> _WRITTEN PROBLEM_
Can you shift every coordinate in the answer points by adding 58 to each number, then give again every line starting with the line containing "Pass-network tagging: label the grass" and going on through the last line of the records? Keep all other lines unchanged.

+++ RECORD SET

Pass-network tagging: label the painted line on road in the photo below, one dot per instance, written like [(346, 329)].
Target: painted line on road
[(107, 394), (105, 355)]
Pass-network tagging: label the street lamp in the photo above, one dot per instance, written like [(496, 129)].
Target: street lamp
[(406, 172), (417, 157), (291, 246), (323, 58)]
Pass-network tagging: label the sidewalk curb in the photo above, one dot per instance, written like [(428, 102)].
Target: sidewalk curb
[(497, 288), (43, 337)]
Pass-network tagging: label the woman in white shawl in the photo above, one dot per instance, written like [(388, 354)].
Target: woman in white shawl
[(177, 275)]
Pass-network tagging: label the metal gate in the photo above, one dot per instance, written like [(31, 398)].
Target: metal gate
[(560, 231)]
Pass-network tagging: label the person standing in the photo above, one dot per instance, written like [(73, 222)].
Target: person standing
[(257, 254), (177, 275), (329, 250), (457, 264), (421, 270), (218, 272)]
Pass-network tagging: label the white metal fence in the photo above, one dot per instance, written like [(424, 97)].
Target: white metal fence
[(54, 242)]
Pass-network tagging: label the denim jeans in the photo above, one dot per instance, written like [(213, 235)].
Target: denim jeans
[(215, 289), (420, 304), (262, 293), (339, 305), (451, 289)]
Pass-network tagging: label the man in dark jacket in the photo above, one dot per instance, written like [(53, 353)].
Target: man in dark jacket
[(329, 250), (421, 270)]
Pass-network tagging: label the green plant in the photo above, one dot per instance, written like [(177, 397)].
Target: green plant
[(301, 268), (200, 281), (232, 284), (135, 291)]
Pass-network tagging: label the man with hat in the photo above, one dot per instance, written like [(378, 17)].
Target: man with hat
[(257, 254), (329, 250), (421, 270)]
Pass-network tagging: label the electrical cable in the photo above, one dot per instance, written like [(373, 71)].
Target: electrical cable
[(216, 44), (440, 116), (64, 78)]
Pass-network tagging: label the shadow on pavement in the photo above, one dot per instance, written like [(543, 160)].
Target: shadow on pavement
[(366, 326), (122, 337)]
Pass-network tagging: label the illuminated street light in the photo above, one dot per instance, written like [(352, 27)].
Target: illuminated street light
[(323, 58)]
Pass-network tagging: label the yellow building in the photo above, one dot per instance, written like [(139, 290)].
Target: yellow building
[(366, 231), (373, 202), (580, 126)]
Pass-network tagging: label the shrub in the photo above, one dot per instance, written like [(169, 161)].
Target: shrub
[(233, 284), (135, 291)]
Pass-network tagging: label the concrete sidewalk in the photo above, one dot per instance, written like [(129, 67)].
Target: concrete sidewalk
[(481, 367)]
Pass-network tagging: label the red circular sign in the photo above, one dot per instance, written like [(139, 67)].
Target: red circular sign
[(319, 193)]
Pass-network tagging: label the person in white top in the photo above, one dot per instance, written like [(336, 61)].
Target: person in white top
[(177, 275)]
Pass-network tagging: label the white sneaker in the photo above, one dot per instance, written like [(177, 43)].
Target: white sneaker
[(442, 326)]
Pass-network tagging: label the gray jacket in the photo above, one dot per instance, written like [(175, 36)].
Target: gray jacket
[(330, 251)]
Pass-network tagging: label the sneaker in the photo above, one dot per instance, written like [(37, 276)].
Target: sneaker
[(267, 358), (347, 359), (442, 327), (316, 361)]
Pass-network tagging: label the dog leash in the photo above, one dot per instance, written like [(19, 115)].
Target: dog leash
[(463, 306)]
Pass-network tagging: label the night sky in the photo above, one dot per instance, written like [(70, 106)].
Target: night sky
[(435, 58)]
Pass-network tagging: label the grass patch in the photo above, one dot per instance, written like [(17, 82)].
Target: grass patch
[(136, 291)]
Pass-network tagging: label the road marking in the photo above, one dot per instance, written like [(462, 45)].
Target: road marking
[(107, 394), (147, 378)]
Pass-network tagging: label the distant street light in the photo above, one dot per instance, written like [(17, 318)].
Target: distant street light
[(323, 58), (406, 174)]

++++++

> _ANSWER TO THIS PROBLEM_
Pass-network tagging: label the grass patch in the photo above, one dot per instance, written like [(17, 82)].
Target: grass patch
[(194, 349)]
Pass-network tagging: label the road marking in the photo above, one dot per instance, written like [(462, 45)].
Target: road marking
[(165, 452), (205, 436)]
Pass-network tagging: label the distant street light in the photo above, one dot per instance, written like [(17, 318)].
Target: distant street light
[(381, 116), (464, 232)]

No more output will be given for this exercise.